## TASK BRIEF
Copy the data below, replacing every "marker" with "point" and leaving everything else unchanged.

## DATA EXCERPTS
-- START --
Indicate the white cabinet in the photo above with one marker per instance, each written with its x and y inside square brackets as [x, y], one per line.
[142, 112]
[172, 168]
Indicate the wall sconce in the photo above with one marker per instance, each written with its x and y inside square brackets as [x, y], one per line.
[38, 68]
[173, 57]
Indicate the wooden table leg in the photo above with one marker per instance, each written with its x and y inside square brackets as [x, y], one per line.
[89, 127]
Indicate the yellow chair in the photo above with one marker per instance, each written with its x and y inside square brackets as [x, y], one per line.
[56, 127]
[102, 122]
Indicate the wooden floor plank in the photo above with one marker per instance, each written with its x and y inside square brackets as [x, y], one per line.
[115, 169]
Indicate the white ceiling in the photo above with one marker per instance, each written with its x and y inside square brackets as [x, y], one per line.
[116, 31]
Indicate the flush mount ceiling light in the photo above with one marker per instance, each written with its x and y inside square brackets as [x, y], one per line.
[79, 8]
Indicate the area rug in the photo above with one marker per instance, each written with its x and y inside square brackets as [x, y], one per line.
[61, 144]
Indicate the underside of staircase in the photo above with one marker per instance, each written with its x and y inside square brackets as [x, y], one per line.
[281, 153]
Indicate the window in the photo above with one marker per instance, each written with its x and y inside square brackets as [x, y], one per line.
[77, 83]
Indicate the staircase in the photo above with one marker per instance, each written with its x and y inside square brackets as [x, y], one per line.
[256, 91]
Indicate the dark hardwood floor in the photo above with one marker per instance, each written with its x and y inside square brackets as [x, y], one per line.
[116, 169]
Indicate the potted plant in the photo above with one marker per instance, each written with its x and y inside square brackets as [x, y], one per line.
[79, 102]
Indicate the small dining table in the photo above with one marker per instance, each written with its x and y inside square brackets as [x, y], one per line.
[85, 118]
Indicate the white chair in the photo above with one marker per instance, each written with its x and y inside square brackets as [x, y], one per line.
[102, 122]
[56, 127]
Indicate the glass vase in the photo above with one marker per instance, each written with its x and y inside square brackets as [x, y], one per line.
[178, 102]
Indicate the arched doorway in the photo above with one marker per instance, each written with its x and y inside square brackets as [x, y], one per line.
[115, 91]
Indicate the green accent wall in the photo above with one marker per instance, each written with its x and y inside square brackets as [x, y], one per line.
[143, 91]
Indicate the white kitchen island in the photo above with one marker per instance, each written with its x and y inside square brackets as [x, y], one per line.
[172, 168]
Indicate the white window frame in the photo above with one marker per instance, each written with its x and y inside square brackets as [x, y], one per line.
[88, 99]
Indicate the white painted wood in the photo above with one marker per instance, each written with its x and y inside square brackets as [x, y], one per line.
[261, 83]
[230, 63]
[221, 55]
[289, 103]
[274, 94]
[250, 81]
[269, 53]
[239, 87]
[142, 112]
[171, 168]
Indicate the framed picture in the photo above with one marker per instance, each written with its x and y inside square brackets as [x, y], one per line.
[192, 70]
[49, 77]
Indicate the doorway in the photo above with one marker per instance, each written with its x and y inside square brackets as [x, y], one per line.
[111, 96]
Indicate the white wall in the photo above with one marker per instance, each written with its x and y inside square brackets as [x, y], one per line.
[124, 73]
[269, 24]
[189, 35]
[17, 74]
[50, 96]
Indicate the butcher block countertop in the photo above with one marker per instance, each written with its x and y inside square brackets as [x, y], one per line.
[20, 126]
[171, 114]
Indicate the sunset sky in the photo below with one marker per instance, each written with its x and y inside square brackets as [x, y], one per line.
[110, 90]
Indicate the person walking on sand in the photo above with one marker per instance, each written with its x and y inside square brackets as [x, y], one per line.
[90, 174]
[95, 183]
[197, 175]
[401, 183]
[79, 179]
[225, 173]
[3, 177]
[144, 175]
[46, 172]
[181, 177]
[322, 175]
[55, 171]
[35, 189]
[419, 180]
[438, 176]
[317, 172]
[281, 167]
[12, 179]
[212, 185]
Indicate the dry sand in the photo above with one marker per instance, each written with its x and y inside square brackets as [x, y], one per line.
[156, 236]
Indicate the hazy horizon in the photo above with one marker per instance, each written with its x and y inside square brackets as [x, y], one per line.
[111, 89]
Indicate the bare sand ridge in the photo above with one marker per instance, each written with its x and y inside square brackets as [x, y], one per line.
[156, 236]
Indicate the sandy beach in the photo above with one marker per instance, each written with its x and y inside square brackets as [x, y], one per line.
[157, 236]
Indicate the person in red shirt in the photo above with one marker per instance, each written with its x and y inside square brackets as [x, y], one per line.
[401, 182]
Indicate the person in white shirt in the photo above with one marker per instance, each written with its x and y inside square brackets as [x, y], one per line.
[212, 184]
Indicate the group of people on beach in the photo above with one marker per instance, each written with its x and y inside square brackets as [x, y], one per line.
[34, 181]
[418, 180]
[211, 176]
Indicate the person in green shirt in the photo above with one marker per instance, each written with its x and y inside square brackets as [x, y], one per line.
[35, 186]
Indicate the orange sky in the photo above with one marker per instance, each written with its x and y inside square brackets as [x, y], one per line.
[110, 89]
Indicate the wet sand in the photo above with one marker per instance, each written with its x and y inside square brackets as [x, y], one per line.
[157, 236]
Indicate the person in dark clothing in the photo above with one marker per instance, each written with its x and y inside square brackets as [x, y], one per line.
-- END --
## WORKED ANSWER
Indicate the white cabinet in the photo above with one point per instance, each written with its x and y inside square brackets as [x, y], one per line.
[142, 112]
[172, 168]
Indicate the wall sconce in the photo above with one point per instance, each written with its x and y inside square brackets as [x, y], one per line.
[38, 68]
[173, 57]
Indicate the wooden table leg in the photo above with one point per instance, each written with its x and y inside square brackets as [x, y], one per line.
[89, 127]
Indicate the yellow chair in the photo above with one point per instance, each written with its x and y inside square brackets as [x, y], one per line.
[56, 127]
[102, 122]
Indicate the wooden floor plank in the photo above with one point per instance, each written with its x and y inside square brackets as [x, y], one per line.
[115, 169]
Indicate the white ceiling in the photo above with one point per instance, each written with its x and y inside square brackets as [x, y], one per line.
[116, 31]
Indicate the flush mount ceiling light in the photo above with one point per instance, each written with its x and y inside square brackets as [x, y], one per line.
[79, 8]
Indicate the area rug in the photo above with one point per instance, each written with its x and y inside square brackets as [x, y], one per line.
[61, 144]
Indicate the underside of staircase in the photo above with one point per instance, each written with its x and y inside square brackets as [x, y], one per line.
[281, 153]
Indicate the window in the photo above with one point per instance, each written with its x and y inside square brackets as [x, y], one per line.
[77, 83]
Indicate the staircase in the photo above with one point per instance, each written with its x and y inside square brackets as [x, y], one per line.
[256, 91]
Indicate the dark hardwood floor in the photo above with one point per instance, each written with its x and y inside square brackets as [x, y], one per line.
[116, 169]
Indicate the potted plant in the photo above with one point per instance, each written with its x and y inside square brackets as [x, y], one per line.
[79, 102]
Indicate the small dining table in the photo above with one point per instance, each written with its x and y inside square brackets as [x, y], one per line.
[85, 118]
Indicate the white chair in the photo above with one point per instance, each written with its x and y inside square brackets as [x, y], one per line.
[102, 122]
[56, 127]
Indicate the glass vase in the photo above with one point per instance, each written with its x and y inside square brackets as [x, y], one per line.
[178, 102]
Indicate the arched doorway in the photo above with one point per instance, each written with its x and y inside square brackets as [x, y], one per line.
[115, 91]
Indicate the green accent wall in the photo above with one point per instance, each written with its x and y inside square brackets as [x, y], one per line.
[143, 91]
Indicate the white kitchen island in the photo above with one point per instance, each written with its x and y inside square brackets as [x, y], one per line.
[172, 168]
Indicate the white window frame in the photo above with one point per instance, each written with its x and y inside square brackets as [x, y], one per line.
[88, 99]
Indicate the white painted wood in the photo above with one point per instance, each written with its x and y inside square brackets as [x, y], one per line.
[261, 83]
[230, 63]
[221, 55]
[289, 103]
[274, 94]
[250, 81]
[269, 53]
[239, 87]
[142, 112]
[171, 168]
Indicate the framed picture in the photo above with one point per instance, each written with its x and y inside square brackets as [x, y], one per line.
[192, 70]
[49, 77]
Indicate the doorway in the photo above with one point per instance, each written with its x and y inside square brackets as [x, y], one per line.
[111, 96]
Indicate the white wall in the photo above with one point per instance, each written with its x and y inside square brackets as [x, y], one per line.
[124, 73]
[269, 24]
[189, 35]
[17, 74]
[50, 96]
Indicate the butcher block countertop in the photo above with one point per instance, each written with its x and y inside square brackets as [x, y], one per line.
[20, 126]
[171, 114]
Indicate the sunset sky in the photo below with one point per instance, each written with its x and y inside square brackets as [x, y], one per line.
[110, 90]
Indicate the person walking on sand in the photo above with one point per instance, each written with its x and y inside square brackets as [x, y], one per line.
[90, 174]
[95, 183]
[197, 175]
[401, 183]
[79, 179]
[225, 173]
[3, 177]
[144, 175]
[46, 172]
[181, 177]
[322, 175]
[55, 171]
[35, 189]
[419, 180]
[438, 176]
[317, 172]
[281, 167]
[12, 179]
[212, 185]
Indicate the dry sand in the photo above with one point per instance, each written with its x and y inside square brackets as [x, y], one per line.
[156, 236]
Indicate the hazy horizon in the photo above with one point per instance, each written with its x and y inside square brackets as [x, y], one per line.
[111, 89]
Indicate the bare sand ridge in the photo above with one point per instance, each written with its x and y inside square brackets as [x, y], one per line.
[156, 236]
Indicate the sandy beach in the photo above with one point per instance, each written with its x and y inside square brackets as [x, y], one per line.
[157, 236]
Indicate the person in red shirt in the photo above with one point per instance, each written with its x and y inside square brackets as [x, y], one per line.
[401, 182]
Indicate the person in white shirt in the photo above with one point per instance, each written with its x and y inside square brackets as [x, y], one per line.
[212, 184]
Indicate the group of people on beach in the photo above with one point per instance, each written with its x and y inside square brackets as [x, y], one per line.
[34, 181]
[418, 180]
[211, 176]
Indicate the person in green shirt in the photo above with one point per instance, each written with its x and y inside square brackets as [x, y], one per line.
[35, 186]
Indicate the orange sky in the photo above with one point per instance, each written with its x and y inside square brackets as [x, y], one per line.
[110, 89]
Indicate the wet sand in the photo above with one point per instance, each written with its x and y inside square brackets as [x, y], one per line.
[157, 236]
Indicate the person in dark clothing in the photo above with one point per instance, each written with its x and y inside square brackets as [x, y], one per line.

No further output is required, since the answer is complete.